Work to do:
Retype every one of the following lines word for word, keeping the wording unchanged.

──────── Recorded data

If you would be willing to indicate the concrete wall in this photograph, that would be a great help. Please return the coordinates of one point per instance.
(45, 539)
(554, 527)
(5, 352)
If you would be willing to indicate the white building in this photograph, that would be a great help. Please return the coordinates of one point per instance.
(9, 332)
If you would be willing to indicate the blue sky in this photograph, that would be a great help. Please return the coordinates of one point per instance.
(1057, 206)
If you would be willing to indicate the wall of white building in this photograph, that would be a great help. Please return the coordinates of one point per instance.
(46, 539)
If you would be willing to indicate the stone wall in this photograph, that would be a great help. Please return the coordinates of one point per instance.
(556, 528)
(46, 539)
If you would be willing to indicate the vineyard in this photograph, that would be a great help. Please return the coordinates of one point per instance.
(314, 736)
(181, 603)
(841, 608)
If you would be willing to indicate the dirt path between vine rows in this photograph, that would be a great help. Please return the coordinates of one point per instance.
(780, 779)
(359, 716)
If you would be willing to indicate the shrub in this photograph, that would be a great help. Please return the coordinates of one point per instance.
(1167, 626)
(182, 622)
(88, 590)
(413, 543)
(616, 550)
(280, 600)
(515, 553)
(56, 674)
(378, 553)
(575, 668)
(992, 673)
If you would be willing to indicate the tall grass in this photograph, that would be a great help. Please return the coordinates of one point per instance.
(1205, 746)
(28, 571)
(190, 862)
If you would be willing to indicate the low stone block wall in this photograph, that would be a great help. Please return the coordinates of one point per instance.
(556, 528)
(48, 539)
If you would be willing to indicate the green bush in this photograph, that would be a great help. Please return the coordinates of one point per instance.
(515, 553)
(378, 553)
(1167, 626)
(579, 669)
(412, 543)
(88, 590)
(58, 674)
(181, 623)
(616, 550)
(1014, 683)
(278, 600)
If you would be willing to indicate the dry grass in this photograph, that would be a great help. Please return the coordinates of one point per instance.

────────────────

Solution to this problem:
If you would be willing to indicate the concrete wall in this photograph, that would be a great help. Please return the coordinates of one point per instance.
(45, 539)
(554, 527)
(5, 352)
If you would be willing to indicate the white building in this photograph, that would be a great help. Please return the coordinates of one point per instance.
(9, 332)
If you would be willing to indicate the blue sky in this photograph, that would be a great help. Please return the coordinates of one point per instance.
(1057, 206)
If you would be willing to indicate the wall of white building in this photograph, that would be a great help. Please return the coordinates of one point per instance.
(46, 539)
If you would be willing to indicate the stone wall in this photograph, that would be a great help. Please return the coordinates of one point per instance.
(556, 528)
(46, 539)
If you would be willing to indicate the vineyard in this photograph, that would be a great help. Please return the coordinates of one point per instance.
(314, 736)
(181, 603)
(841, 608)
If you would be willing to indicate the dirt path between vine rows in this photograph, that would be a great help. Please return the coordinates of one point per instance.
(780, 779)
(359, 716)
If you would be willing to indicate the shrub in this photograph, that would be a great help. Please return the coordinates of one point per instance.
(1167, 626)
(182, 622)
(88, 590)
(413, 543)
(616, 550)
(280, 600)
(515, 553)
(56, 674)
(378, 553)
(575, 668)
(992, 673)
If you would be willing to indicate the tall grass in this photograph, that would be a great help. Please return the coordinates of one point per instance.
(1205, 746)
(28, 571)
(190, 862)
If you would be willing to indicate the low stone block wall in this photograph, that would be a great help. Please return the coordinates of one point per instance.
(556, 528)
(48, 539)
If you would be willing to indicate the green bush in this photograph, that would be a great help. Please return the coordinates of one point per instance.
(515, 553)
(378, 553)
(1167, 626)
(579, 669)
(412, 543)
(88, 590)
(58, 674)
(181, 623)
(616, 550)
(1014, 683)
(278, 600)
If you would be willing to indicate the dry grass in this photograph, that would be a great help. Please return the coordinates of one point per instance.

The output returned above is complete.